(Source data)
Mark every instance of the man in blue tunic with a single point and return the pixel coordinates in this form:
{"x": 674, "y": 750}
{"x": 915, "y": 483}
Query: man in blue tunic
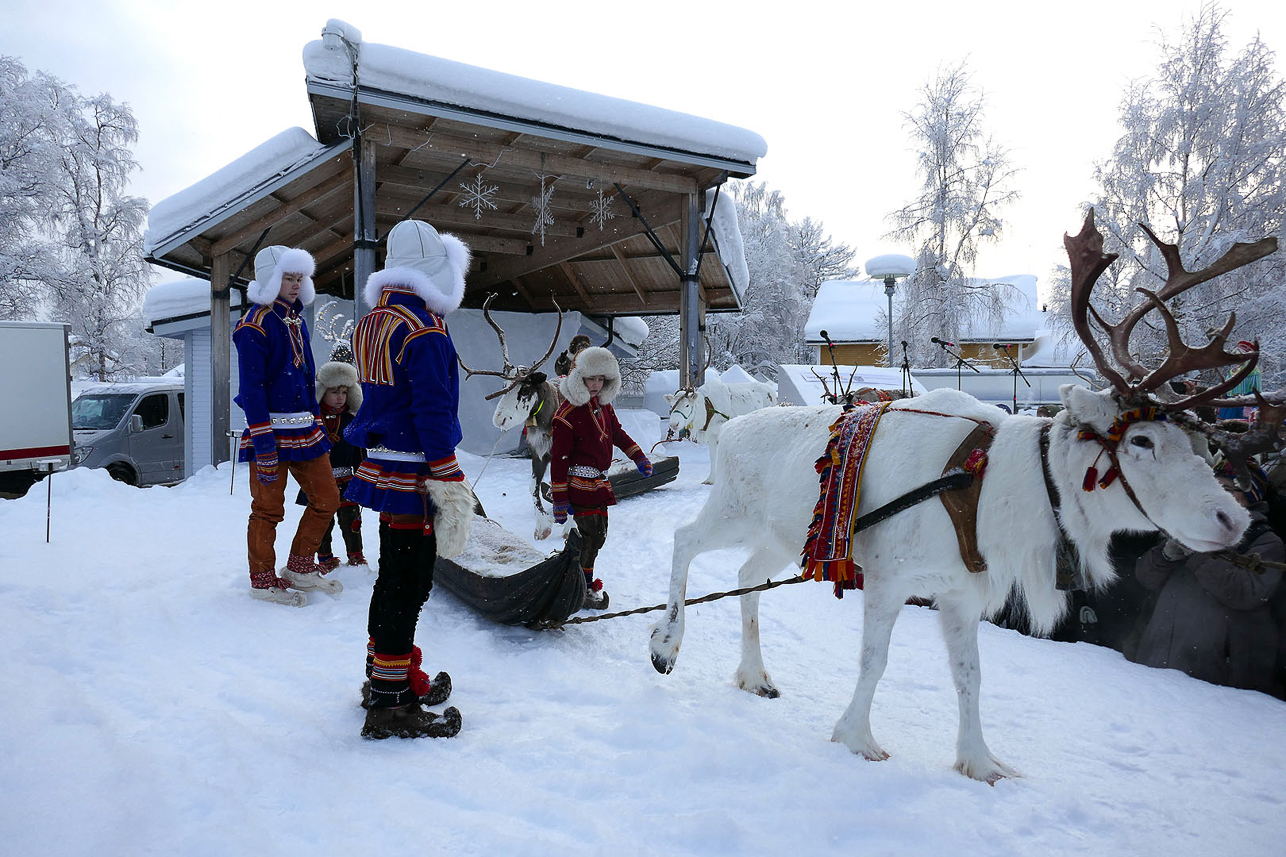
{"x": 283, "y": 426}
{"x": 409, "y": 427}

> Task to complete:
Lay out each line of the data above as a Markdown table with the columns Row and Line. Skip blank lines and leave the pictures out.

> The solution:
| Row | Line |
|---|---|
| 1 | Mark every instance of the man in blue tunic with a single point and return the pixel coordinates in this form: |
| 2 | {"x": 674, "y": 750} |
| 3 | {"x": 915, "y": 483} |
| 4 | Query: man in blue tunic |
| 5 | {"x": 283, "y": 426} |
| 6 | {"x": 409, "y": 427} |